─── Input ───

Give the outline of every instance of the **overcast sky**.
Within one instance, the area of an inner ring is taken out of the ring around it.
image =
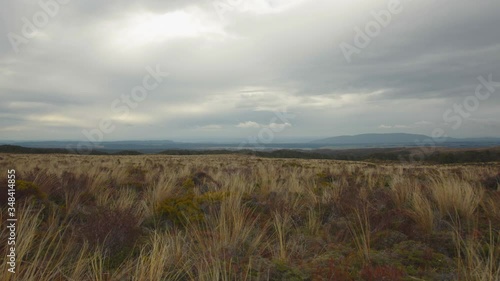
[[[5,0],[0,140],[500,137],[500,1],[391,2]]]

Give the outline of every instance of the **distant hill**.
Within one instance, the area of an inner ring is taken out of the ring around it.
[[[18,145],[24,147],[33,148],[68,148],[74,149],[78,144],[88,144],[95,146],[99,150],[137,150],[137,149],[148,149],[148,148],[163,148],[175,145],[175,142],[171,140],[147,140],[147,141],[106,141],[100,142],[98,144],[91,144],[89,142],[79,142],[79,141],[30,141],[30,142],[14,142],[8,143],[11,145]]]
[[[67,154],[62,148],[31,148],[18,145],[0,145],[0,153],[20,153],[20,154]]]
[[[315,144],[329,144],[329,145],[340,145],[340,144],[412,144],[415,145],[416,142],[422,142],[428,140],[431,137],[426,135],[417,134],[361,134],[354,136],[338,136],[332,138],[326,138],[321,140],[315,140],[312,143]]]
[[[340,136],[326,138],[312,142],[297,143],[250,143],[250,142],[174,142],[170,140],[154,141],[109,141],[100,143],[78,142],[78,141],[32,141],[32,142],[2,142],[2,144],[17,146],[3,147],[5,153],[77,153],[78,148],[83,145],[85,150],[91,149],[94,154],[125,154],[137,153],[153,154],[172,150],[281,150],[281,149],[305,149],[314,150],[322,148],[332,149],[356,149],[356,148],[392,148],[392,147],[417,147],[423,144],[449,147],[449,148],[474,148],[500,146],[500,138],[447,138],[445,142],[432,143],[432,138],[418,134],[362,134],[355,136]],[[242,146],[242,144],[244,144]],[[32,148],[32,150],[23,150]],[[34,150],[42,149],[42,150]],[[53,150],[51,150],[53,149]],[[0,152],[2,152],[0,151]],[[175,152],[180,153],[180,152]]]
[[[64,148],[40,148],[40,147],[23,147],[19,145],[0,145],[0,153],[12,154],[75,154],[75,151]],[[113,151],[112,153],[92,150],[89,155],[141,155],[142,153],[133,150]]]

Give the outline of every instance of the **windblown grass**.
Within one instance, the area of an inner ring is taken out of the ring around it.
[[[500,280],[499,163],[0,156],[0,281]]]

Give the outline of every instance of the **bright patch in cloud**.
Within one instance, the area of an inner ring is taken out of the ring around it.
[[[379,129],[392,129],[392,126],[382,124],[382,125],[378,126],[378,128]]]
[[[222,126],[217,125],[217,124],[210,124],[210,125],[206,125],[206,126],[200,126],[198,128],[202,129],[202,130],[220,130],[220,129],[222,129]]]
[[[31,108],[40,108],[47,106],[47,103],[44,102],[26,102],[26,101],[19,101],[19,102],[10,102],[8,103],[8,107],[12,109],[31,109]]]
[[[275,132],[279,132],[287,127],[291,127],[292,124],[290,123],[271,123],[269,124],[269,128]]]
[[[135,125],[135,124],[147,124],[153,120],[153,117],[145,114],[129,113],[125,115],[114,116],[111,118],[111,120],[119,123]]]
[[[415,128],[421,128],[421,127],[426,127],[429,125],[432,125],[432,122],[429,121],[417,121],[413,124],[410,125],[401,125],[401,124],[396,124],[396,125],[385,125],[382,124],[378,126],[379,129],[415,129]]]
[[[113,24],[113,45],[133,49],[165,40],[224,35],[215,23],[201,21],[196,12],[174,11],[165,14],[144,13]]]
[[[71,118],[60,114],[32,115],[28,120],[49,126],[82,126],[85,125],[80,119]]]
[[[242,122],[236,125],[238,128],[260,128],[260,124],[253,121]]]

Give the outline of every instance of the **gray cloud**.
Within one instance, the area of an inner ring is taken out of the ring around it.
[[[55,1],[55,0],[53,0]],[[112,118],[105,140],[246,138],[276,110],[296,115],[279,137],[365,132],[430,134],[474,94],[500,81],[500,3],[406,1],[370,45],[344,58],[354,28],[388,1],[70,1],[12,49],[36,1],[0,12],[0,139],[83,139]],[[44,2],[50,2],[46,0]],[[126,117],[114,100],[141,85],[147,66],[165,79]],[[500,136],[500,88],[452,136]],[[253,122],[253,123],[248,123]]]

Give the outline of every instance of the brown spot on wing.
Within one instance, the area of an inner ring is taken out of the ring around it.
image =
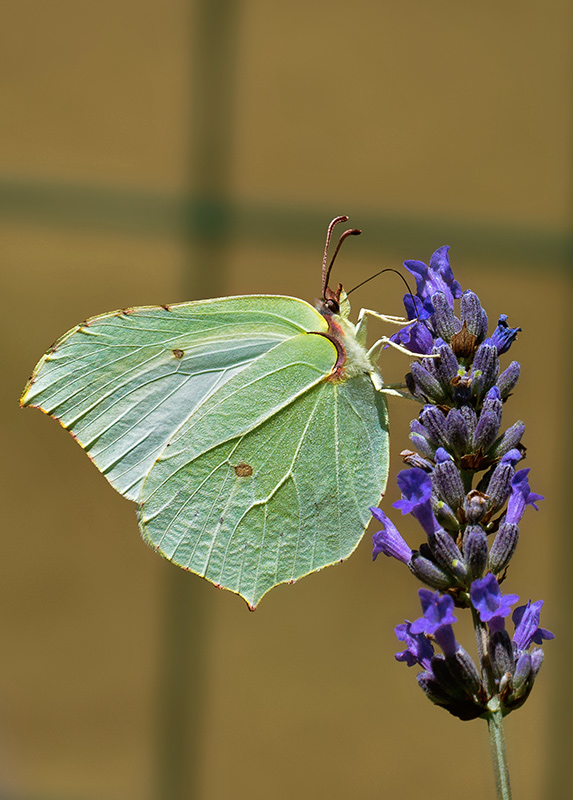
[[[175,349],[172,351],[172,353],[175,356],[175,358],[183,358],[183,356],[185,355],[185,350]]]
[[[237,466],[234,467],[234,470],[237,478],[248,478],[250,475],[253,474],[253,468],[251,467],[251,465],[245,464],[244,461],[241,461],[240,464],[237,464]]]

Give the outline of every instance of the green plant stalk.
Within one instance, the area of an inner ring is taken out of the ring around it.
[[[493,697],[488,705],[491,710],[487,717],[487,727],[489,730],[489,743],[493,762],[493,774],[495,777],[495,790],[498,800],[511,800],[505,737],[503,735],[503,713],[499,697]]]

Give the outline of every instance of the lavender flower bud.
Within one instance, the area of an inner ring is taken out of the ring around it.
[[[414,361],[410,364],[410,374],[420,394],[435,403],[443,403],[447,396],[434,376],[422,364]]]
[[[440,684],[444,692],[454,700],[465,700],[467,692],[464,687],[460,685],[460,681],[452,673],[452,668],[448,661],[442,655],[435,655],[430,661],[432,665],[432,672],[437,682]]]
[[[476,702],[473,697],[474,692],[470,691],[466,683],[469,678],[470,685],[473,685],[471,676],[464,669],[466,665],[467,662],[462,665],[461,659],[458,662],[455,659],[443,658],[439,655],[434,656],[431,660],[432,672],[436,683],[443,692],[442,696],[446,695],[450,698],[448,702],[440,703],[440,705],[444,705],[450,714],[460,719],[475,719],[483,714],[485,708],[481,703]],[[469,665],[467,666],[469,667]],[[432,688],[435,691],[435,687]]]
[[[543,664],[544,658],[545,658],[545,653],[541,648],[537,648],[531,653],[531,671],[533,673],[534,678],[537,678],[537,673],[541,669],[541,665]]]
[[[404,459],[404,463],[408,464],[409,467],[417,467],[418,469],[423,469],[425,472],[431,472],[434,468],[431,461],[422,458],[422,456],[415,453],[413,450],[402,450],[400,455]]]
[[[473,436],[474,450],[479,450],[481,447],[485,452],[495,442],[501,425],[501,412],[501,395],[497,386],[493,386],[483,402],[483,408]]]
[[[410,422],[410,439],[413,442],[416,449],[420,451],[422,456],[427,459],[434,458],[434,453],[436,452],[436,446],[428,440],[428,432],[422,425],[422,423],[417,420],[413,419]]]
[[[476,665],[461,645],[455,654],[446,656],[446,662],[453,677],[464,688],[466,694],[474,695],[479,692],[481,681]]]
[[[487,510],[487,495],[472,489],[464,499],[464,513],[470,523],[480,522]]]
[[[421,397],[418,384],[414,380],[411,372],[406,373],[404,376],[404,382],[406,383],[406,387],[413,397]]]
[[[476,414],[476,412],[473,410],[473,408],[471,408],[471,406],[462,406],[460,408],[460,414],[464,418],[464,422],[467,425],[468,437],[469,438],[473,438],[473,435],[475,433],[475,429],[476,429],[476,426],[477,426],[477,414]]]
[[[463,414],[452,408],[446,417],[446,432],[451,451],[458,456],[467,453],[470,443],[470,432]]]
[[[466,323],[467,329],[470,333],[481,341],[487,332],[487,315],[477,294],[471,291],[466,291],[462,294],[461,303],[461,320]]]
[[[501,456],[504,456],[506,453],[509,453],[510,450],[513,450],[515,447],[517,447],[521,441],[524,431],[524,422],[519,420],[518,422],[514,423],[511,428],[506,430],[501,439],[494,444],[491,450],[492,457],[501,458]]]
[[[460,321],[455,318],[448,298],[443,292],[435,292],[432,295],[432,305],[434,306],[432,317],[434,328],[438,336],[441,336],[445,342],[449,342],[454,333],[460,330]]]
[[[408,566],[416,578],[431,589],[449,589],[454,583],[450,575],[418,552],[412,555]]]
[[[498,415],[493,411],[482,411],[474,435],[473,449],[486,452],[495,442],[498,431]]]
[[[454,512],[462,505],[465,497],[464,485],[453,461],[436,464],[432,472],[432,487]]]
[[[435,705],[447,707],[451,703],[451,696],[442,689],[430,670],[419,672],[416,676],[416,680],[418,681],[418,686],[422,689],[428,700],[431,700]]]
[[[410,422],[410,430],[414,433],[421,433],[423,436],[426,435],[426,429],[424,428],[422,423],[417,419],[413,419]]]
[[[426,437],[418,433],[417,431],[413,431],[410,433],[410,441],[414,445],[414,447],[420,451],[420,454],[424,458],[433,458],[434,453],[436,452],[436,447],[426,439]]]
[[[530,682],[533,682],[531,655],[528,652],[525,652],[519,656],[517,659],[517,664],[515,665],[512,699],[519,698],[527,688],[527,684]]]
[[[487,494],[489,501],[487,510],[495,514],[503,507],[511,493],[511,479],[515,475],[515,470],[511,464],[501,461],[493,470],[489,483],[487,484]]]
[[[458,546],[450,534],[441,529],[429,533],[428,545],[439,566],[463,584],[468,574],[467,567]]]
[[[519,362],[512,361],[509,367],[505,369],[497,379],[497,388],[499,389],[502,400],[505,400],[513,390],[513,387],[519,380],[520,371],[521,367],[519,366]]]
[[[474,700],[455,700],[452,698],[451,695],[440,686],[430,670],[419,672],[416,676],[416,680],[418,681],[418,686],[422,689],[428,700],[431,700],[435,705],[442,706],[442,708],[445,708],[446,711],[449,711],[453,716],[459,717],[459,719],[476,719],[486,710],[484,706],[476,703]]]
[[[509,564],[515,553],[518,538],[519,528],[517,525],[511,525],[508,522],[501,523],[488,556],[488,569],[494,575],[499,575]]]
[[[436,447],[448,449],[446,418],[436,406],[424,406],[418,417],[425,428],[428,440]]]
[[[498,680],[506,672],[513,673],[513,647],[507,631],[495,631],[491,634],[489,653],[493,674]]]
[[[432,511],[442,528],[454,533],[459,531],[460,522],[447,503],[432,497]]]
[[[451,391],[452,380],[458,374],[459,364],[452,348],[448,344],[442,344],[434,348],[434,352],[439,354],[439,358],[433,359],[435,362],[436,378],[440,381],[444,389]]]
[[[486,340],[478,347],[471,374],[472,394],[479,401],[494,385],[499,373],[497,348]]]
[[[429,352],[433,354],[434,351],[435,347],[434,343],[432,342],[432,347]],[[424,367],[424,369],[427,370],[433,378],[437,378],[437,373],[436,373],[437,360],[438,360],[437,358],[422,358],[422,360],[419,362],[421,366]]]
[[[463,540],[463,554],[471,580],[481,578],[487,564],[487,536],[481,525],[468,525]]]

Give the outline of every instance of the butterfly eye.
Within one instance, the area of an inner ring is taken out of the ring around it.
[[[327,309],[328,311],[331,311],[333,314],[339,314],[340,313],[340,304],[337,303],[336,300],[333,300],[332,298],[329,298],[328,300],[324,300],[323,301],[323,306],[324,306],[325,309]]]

───

- **What to produce**
Look over the records above, and wherever a line contains the string "every", copy that line.

- **Completed task**
Give the outline of every instance of the **overcast sky**.
Give the outline of every instance of the **distant hill**.
Give the outline of every instance of the **windblown grass**.
Give the outline of every instance of the **bright patch in cloud**.
Give the outline of every instance of the **gray cloud**.
Give the outline of every instance of the brown spot on wing.
Give the outline of every instance of the green plant stalk.
Give the outline of every instance of the lavender flower bud.
Give the outline of every instance of the butterfly eye.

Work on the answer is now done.